> [PASSAGE TO READ]:
————
The 1993 funeral for Sudbury police officer Joe MacDonald was attended by hundreds of people in the city's downtown. (Radio-Canada)

He says the Suzack decision has become one of the most cited in change of venue cases because it is relatively recent and delves into many of the key issues.

Campbell says that includes a "relatively notorious accused," a "very sympathetic victim" who was "beloved in the community," calls for law reform, police reform and even the return of death penalty, all reported on with a "steady drumbeat of media attention on the case."

"You sometimes see courts citing Suzack to say 'Look, in Suzack they did not get a change of venue and the court of appeal upheld it, so probably there isn't even one in this case,'" says Osgoode Hall law professor Palma Pacciocco.

She says judges often take "very granular" looks at media coverage when determining if a trial needs to moved.

Toronto lawyer Philip Campbell represented Clinton Suzack at his Sudbury trial in 1995 and tried to get it moved to another city. (Elizabeth Chiu/CBC)

Pacciocco says courts are not looking for jurors who have never heard of the case before, but people who will promise to keep an open mind and make a decision based on the facts presented in court.

"If the exposure is recent and sustained and significant and voluminous and negative, that rachets up the level of concern," she says.

Pacciocco says convincing a judge to move a trial is not easy, especially in the internet age where news coverage is no longer as local as it once was.

Glen Wasyliniuk was a Crown prosecutor in Sault Ste. Marie for nearly 30 years and only had two trials where change of venue came up.

One was a murder case with two accused who were tried separately. So, by the time of the second trial, the evidence from the first trial had been reported extensively and the case was moved to Toronto, where the suspect was convicted.

The other case was in 2008, when an Indigenous woman named Jeanette Niganobe was charged with impaired driving in the death of Sault police Constable Donald Doucet.

There were a lot of racial tensions swirling around the case in Sault Ste. Marie, but the trial was moved to Sudbury because the judge felt the community was still mourning the death of Doucet, with numerous tributes including the naming of a new youth correctional centre in his honour.

For 20 years, the Sudbury police gave regular updates to the public about the Sweeney murder investigation, including sharing images of possible suspects and pieces of evidence. (Sudbury Police)

In the end, the Sudbury jury found that while Niganobe was driving impaired, that she did not cause the car crash that killed Doucet.

Wasyliniuk feels that in most cases a fair trial is possible no matter which courtroom it's held in.

"Now when we start talking about a fair trial, we're not talking about a perfect trial. Or a trial that's the most advantageous for an accused," he says.
————
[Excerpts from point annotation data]
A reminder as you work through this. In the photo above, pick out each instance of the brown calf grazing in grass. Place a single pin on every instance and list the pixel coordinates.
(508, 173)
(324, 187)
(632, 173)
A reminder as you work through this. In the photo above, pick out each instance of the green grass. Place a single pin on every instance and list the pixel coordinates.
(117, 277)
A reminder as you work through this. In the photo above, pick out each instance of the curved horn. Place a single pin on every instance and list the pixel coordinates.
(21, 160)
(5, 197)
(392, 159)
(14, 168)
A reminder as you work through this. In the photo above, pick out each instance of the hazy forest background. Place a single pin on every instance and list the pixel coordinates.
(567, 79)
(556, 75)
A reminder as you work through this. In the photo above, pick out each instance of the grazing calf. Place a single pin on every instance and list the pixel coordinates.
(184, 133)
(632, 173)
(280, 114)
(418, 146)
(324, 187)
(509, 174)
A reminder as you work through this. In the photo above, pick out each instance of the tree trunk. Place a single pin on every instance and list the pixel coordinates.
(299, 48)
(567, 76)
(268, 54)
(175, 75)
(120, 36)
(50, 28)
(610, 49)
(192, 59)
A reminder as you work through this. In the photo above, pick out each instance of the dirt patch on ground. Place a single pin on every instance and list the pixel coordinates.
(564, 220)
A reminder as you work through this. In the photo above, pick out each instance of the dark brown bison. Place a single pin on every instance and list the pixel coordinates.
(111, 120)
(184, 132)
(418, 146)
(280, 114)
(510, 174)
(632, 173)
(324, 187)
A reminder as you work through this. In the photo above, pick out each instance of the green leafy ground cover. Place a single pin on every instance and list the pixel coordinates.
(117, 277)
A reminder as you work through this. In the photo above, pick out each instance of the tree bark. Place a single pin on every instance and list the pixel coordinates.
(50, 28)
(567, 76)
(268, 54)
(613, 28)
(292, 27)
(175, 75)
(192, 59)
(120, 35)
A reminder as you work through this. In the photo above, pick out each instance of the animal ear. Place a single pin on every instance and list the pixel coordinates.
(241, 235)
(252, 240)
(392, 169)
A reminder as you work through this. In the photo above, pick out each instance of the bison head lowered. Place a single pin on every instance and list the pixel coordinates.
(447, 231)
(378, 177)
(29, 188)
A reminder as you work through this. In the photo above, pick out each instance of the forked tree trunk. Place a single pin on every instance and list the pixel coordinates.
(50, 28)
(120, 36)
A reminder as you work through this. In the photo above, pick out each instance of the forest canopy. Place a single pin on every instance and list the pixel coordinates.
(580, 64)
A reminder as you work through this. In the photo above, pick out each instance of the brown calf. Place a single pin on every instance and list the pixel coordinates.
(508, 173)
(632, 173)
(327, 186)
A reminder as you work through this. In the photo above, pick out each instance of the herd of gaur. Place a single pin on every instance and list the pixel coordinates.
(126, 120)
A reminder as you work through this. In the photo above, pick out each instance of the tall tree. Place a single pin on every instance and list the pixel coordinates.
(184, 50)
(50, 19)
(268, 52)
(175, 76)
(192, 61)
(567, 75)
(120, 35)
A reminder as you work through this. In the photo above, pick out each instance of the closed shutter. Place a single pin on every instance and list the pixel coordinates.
————
> [TASK A]: List every city named in the article on moving criminal trials.
> [TASK B]: According to the article on moving criminal trials, how long was Glen Wasyliniuk a Crown prosecutor in Sault Ste. Marie?
> [TASK C]: Carry on the article on moving criminal trials from its final sentence.

> [EXERCISE OUTPUT A]: Sudbury, Toronto, Sault Ste. Marie

> [EXERCISE OUTPUT B]: Nearly 30 years.

> [EXERCISE OUTPUT C]:
"We're not looking at perfect justice, we're looking at what's called fundamentally fair justice."

While the fairness of the trial is the main issue, there are also logistical concerns with moving a trial, including transportation of the accused, travel expenses for witnesses and inconvenience to the families and others who want to attend.

"Justice shouldn't have a pricetag," says Wasyliniuk.

A grey 1990s sedan is parked in a snowy parking lot of a strip mall in front of a store with a sign that reads 'Adults Only Video.'
This crime scene photo shows Renée Sweeney's car parked in front of the Sudbury store where she was stabbed to death in January 1998. (Greater Sudbury Police Service)

Once a judge rules that a trial should be moved, it's the bureaucracy within the justice system that decides where it is to be held, which courthouse has the space and staff to handle such a trial, with the first options usually being neighbouring cities in the same region. 

"We can't have an unfair trial for reasons of convenience," says Pacciocco.

There are other ways to protect the integrity of a jury, including the screening questions potential jurors are asked by judge and lawyers before being selected.

Legal scholars say jurors are expected to have biases, but to ignore them when considering the facts of a case. Trials where that seems unlikely are moved elsewhere. (Jason Franson/The Canadian Press)

Campbell feels that this investigation of a potential juror's feelings can be expanded.

"That kind of questioning I think of as quite useful and it is a sort of antidote to prejudicial publicity," he says.

Campbell says some might be tempted to try to limit media coverage of court proceedings before a jury pool can be tainted, but he warns against it. 

"As much as I might lament prejudicial coverage of my client as a defence lawyer, as a Canadian citizen I think the open court principle is of pre-eminent value," says Campbell.